What you are asked to do
Exactly the lines from the start of the data through the line containing "Target: cloud over horizon" should be output, with both ends kept and nothing added.

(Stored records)
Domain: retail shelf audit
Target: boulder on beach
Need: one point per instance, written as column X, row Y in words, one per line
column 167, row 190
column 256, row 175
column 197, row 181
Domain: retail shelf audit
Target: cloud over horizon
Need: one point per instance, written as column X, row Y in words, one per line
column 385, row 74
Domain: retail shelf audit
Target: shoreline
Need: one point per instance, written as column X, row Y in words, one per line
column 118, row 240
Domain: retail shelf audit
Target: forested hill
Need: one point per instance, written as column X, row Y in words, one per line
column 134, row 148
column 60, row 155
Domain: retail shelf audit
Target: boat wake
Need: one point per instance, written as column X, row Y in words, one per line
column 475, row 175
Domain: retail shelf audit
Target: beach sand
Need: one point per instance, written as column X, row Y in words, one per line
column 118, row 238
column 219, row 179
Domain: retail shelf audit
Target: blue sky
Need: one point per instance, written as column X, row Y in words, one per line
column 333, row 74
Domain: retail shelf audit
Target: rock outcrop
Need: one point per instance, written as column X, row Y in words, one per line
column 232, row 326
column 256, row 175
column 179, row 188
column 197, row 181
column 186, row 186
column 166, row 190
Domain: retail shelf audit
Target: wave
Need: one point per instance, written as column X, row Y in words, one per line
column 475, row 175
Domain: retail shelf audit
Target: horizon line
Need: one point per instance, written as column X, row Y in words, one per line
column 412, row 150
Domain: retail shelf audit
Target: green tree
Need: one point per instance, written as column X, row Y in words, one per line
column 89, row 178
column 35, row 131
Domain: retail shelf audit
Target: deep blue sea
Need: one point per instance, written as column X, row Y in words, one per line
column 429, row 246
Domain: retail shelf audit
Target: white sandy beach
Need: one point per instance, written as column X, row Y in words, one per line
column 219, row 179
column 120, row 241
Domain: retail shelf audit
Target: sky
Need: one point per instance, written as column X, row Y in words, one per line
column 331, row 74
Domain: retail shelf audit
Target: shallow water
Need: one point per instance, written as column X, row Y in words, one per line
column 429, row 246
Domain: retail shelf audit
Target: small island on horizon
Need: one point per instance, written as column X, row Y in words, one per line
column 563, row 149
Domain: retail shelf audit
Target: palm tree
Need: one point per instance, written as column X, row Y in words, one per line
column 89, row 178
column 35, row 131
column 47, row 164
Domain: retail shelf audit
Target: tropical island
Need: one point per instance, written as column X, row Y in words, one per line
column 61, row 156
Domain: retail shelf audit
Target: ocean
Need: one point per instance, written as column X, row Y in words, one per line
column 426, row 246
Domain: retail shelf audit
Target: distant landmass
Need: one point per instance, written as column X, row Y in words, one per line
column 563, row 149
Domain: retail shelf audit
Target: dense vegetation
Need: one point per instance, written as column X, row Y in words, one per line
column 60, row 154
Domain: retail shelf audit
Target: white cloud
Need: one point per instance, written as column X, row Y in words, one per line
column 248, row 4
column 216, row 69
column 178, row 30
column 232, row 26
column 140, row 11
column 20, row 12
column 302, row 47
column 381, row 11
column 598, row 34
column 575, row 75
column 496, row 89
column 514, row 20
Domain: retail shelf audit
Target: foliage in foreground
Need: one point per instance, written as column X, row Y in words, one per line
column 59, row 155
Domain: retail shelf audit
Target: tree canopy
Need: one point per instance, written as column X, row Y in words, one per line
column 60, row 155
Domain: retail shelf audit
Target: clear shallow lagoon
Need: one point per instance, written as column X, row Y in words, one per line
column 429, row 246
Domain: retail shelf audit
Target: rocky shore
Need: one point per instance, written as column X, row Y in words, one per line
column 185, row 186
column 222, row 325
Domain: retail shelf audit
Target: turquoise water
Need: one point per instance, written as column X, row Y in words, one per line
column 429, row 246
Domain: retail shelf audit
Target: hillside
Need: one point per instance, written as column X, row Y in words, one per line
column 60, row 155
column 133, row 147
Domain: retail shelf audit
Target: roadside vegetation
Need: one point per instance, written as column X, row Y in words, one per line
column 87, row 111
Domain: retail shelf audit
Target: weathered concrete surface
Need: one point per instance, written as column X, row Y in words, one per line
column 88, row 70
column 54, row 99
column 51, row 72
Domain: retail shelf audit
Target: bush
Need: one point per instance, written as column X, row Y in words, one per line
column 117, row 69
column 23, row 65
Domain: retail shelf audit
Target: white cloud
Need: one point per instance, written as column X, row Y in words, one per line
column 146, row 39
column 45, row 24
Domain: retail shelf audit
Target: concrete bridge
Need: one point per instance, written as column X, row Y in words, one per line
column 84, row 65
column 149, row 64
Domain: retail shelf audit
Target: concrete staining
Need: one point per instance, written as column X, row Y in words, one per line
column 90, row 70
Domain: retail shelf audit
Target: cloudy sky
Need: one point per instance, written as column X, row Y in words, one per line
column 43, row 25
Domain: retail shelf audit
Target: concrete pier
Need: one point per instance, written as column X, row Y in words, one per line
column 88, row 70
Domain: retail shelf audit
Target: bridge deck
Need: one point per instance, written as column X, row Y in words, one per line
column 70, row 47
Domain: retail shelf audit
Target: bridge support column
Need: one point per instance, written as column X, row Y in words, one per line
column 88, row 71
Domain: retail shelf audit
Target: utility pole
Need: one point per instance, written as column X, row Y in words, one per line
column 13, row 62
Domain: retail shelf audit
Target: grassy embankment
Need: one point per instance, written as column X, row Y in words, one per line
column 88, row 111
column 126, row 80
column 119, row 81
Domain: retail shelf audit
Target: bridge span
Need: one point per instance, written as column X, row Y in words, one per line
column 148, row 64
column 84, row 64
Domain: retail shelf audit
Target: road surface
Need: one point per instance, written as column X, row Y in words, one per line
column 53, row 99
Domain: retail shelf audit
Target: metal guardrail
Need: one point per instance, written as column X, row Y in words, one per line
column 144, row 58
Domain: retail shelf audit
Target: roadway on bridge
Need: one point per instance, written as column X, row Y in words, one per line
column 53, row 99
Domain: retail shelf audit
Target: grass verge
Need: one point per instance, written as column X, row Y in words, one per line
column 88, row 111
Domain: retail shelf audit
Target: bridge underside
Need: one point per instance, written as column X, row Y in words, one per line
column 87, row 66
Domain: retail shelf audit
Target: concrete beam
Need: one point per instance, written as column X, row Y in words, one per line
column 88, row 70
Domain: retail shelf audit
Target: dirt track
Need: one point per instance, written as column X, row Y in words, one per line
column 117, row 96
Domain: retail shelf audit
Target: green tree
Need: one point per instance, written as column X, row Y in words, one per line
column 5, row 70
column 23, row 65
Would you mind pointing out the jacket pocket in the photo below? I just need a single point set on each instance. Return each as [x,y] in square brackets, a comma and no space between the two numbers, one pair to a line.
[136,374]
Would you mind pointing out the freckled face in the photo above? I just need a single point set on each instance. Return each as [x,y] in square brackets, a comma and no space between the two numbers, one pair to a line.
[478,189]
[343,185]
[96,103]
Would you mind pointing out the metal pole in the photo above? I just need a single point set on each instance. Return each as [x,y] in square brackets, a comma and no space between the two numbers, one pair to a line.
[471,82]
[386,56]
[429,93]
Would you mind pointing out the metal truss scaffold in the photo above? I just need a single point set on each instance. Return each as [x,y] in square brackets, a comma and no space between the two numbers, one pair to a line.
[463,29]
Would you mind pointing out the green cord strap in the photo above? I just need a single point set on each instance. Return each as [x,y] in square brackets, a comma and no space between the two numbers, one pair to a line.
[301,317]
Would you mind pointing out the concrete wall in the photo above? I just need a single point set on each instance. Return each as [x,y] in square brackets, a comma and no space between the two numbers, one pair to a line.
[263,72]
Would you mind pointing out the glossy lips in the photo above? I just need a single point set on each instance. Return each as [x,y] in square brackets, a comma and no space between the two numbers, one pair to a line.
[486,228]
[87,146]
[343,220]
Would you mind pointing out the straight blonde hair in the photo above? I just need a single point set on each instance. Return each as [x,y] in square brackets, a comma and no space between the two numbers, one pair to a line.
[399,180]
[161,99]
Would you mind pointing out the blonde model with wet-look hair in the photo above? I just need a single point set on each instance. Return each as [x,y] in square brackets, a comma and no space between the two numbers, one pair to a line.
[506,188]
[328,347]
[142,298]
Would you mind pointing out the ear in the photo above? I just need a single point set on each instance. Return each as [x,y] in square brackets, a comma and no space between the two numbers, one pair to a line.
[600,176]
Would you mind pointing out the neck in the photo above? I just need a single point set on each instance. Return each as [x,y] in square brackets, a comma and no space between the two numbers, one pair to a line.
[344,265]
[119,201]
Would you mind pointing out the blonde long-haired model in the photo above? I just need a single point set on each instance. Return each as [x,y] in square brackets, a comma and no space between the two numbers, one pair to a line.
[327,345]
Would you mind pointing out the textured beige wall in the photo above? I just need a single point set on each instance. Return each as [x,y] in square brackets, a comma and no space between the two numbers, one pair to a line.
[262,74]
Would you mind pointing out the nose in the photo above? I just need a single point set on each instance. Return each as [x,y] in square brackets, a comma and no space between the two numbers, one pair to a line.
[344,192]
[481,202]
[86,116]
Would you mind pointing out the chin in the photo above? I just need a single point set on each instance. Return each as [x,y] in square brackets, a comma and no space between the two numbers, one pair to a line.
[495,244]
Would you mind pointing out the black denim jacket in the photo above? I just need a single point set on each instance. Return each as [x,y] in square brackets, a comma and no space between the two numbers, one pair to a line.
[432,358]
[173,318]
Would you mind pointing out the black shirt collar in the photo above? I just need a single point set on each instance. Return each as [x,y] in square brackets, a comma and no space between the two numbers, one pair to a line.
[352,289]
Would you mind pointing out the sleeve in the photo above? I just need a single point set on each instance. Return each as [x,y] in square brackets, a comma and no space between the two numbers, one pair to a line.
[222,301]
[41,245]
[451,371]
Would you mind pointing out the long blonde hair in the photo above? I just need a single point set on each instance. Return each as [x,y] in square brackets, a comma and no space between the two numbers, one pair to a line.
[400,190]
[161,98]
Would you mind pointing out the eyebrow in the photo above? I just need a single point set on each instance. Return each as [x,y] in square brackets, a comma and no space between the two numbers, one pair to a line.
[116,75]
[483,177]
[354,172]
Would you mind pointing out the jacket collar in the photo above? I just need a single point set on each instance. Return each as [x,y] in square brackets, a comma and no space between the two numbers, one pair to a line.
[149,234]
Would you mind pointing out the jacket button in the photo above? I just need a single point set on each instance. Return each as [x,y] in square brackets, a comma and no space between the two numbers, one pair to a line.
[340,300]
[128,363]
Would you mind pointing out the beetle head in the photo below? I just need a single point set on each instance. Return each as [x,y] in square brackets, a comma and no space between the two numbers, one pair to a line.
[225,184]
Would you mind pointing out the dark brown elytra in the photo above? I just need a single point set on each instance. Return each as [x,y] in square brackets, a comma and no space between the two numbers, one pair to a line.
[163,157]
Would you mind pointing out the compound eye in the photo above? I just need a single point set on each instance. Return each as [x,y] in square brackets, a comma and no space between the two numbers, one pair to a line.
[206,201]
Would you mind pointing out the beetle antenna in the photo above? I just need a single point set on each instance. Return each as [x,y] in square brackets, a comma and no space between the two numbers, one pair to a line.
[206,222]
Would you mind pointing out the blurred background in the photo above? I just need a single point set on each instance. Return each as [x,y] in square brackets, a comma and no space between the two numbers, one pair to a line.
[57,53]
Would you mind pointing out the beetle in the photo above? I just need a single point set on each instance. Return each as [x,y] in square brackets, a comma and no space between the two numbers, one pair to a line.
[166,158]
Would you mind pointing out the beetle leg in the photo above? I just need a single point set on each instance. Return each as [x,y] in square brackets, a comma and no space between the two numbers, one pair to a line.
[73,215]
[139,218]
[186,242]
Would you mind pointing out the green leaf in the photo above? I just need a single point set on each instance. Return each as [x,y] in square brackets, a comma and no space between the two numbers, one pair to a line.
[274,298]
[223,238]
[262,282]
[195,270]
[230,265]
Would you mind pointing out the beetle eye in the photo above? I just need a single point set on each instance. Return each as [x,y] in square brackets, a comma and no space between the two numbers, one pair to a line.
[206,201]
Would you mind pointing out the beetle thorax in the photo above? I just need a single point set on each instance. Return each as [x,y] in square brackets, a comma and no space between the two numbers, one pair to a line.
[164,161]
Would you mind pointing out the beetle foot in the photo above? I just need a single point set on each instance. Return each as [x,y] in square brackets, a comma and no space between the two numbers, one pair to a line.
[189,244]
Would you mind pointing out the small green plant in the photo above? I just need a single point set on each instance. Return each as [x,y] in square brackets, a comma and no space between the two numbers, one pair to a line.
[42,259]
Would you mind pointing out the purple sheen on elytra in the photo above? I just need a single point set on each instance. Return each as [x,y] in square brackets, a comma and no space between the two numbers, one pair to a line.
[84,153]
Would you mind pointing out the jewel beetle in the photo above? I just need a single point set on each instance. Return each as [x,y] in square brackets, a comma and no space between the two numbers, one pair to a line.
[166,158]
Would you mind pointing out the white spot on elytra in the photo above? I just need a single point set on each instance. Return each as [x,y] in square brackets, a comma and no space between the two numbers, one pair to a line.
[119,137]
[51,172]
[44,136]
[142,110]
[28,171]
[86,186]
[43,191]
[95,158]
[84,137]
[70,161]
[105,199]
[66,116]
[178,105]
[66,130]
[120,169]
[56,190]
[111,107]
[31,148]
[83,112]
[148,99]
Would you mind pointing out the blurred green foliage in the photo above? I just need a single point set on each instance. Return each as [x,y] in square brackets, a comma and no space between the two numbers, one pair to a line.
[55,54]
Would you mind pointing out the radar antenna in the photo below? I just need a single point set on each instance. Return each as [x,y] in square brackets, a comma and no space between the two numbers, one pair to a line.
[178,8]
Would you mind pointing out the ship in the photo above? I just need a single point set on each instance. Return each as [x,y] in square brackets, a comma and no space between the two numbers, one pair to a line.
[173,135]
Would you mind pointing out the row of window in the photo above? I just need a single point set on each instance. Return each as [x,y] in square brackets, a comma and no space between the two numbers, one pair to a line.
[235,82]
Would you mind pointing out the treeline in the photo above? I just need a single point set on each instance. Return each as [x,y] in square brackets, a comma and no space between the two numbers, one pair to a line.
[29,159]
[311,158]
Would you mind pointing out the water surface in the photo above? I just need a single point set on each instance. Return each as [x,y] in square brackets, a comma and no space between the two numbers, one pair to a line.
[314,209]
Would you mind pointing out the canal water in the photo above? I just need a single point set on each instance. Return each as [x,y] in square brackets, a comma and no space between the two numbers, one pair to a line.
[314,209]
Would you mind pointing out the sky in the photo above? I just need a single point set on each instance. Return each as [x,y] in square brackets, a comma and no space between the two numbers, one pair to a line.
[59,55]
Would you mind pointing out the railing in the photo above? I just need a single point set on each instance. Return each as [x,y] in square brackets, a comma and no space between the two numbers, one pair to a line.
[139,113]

Output below
Domain: retail shelf audit
Target: boulder on beach
Need: one point per instance, written as column X, row Y in words, one per line
column 167, row 190
column 256, row 175
column 197, row 181
Domain: retail shelf audit
Target: cloud over horizon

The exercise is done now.